### [EXERCISE OBJECTIVE]
In the piece on Alaska journalism, how long did the KTVA crew wait near the mama moose on the Glenn Highway bike path?

### [QUOTED PASSAGE]
---------------

Site icon Craig Medred

Word control

Puck112188c

Sydney B. Griffin, Puck US magazine, 1888

What a week in Alaska journalism, and it’s only Thursday.

First we get the KTVA cowboys staking out an aggressive mama moose on the Glenn Highway bike path for more than an hour so they can finally ride to the rescue of the unknowing cyclist they’ve been hoping would come along.

The moose startles him. He falls off his bike. The KTVA SUV storms onto the scene like something out of a promo for “action news.” It’s all caught on camera.

And the television station then pats itself on the back with “KTVA saves the day after this bicyclist gets charged by a moose while LIVE on Facebook.”

Yes indeed, LIVE on Facebook!

We’re from the media, and we’re here to help you.

Instead of chasing the late Princess Diana’s limo so as to be first on the scene to pull her out of the wreckage to claim fame, the local paparazzi wait for someone to run into an obviously belligerent mama moose so they can be heroes.

---------------

(Rows of bounding-box annotation data)

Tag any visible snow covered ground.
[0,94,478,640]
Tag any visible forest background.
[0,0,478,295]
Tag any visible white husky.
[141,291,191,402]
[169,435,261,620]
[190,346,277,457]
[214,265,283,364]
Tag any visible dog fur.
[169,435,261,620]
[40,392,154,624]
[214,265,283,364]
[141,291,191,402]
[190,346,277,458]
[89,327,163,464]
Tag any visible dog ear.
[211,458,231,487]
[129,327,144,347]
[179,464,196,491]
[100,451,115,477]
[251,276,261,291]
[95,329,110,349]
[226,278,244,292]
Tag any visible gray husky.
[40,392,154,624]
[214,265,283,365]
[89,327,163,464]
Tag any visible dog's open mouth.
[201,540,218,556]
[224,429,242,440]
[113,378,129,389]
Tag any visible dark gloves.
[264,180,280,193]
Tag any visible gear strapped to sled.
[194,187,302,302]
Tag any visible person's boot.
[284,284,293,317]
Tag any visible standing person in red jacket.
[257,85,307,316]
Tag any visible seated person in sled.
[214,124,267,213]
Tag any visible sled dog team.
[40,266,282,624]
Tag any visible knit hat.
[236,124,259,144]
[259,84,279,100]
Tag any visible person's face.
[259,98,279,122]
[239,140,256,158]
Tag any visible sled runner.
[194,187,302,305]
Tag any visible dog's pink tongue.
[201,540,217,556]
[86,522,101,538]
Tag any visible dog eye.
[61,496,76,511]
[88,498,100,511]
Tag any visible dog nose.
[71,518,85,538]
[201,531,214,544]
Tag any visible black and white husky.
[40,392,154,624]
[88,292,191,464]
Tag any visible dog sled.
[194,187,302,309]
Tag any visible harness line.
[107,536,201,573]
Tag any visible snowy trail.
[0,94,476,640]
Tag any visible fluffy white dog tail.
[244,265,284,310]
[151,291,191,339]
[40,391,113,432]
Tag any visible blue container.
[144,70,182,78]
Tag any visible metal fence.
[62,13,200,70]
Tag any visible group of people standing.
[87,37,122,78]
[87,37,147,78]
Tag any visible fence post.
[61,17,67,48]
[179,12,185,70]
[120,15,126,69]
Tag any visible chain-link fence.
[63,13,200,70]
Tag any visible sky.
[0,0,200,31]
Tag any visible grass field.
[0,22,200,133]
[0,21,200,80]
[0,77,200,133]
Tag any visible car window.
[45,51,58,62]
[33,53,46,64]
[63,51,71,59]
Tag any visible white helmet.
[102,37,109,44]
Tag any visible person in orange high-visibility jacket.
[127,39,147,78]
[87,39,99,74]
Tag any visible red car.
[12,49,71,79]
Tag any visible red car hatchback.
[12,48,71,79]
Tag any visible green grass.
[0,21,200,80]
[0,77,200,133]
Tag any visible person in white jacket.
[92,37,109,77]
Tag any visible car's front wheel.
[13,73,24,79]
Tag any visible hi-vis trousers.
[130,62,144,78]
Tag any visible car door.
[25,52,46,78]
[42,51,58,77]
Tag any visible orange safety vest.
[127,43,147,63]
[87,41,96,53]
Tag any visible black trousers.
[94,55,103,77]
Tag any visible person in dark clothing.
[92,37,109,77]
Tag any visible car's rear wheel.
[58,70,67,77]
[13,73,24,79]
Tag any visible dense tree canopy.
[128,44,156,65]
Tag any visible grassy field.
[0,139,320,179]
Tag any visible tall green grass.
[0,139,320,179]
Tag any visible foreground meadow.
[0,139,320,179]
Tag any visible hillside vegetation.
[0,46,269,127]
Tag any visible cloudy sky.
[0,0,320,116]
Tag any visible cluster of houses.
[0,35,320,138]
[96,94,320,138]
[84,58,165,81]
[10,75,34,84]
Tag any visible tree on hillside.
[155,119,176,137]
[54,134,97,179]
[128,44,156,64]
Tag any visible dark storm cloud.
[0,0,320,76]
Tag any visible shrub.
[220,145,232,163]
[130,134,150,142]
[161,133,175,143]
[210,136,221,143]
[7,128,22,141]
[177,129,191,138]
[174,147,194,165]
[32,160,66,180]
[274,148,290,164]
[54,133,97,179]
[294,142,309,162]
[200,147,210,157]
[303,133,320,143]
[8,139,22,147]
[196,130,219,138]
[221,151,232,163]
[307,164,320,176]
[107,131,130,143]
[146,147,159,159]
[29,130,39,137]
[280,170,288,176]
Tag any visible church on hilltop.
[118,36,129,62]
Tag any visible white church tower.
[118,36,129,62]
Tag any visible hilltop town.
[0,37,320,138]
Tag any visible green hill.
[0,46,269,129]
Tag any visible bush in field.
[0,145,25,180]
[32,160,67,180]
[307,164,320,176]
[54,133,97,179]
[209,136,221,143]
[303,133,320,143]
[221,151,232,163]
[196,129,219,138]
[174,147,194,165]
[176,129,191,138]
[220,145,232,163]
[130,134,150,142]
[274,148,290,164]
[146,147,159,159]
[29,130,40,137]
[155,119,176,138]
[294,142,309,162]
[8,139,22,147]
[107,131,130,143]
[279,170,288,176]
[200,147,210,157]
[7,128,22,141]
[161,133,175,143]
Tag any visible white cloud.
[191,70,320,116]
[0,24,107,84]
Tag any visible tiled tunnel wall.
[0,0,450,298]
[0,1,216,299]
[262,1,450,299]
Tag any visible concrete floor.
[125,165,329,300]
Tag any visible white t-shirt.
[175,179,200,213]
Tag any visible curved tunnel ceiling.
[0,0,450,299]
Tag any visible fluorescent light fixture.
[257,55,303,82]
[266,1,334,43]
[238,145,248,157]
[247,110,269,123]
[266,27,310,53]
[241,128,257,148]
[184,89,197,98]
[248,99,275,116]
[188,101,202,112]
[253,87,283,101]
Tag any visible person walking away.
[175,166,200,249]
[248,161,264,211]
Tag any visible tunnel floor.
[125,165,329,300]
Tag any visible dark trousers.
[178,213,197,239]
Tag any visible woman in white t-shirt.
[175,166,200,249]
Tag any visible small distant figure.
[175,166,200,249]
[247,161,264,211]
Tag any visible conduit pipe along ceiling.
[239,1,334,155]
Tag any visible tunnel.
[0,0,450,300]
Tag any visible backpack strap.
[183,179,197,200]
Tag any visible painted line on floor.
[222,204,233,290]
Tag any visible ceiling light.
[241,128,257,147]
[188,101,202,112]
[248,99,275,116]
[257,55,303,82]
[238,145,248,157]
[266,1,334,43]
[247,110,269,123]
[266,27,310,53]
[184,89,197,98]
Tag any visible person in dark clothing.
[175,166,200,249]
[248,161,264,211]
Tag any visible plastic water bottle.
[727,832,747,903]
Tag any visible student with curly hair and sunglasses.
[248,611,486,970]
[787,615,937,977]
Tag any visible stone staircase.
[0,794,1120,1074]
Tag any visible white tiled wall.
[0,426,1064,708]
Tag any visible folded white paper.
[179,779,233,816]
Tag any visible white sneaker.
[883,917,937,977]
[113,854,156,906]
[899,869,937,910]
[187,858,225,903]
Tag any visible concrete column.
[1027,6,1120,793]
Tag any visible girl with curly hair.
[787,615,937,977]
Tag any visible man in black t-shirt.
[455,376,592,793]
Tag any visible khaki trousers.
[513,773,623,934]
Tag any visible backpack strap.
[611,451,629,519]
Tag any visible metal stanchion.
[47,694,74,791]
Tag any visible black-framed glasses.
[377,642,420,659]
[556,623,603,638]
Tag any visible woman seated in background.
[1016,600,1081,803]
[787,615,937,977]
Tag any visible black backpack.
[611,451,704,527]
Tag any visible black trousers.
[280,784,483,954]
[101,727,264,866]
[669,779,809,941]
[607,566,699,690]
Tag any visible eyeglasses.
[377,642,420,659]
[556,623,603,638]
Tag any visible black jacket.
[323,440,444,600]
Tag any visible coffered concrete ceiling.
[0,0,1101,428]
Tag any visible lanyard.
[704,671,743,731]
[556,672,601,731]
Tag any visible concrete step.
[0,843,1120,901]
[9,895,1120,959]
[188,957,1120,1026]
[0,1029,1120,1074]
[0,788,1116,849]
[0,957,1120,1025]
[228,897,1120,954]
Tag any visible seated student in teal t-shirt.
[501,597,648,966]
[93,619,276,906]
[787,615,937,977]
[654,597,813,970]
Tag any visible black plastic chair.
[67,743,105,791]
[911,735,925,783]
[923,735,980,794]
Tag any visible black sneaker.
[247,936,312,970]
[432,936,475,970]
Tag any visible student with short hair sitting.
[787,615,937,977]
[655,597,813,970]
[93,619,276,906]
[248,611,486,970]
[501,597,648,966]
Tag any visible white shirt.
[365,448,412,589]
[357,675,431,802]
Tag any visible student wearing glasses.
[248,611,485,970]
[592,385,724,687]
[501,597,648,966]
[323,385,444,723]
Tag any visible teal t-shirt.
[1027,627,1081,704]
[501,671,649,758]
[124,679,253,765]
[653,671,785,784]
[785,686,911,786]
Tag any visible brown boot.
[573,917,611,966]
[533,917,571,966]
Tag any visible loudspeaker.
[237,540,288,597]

---------------

### [OUTPUT FOR THIS TASK]
More than an hour.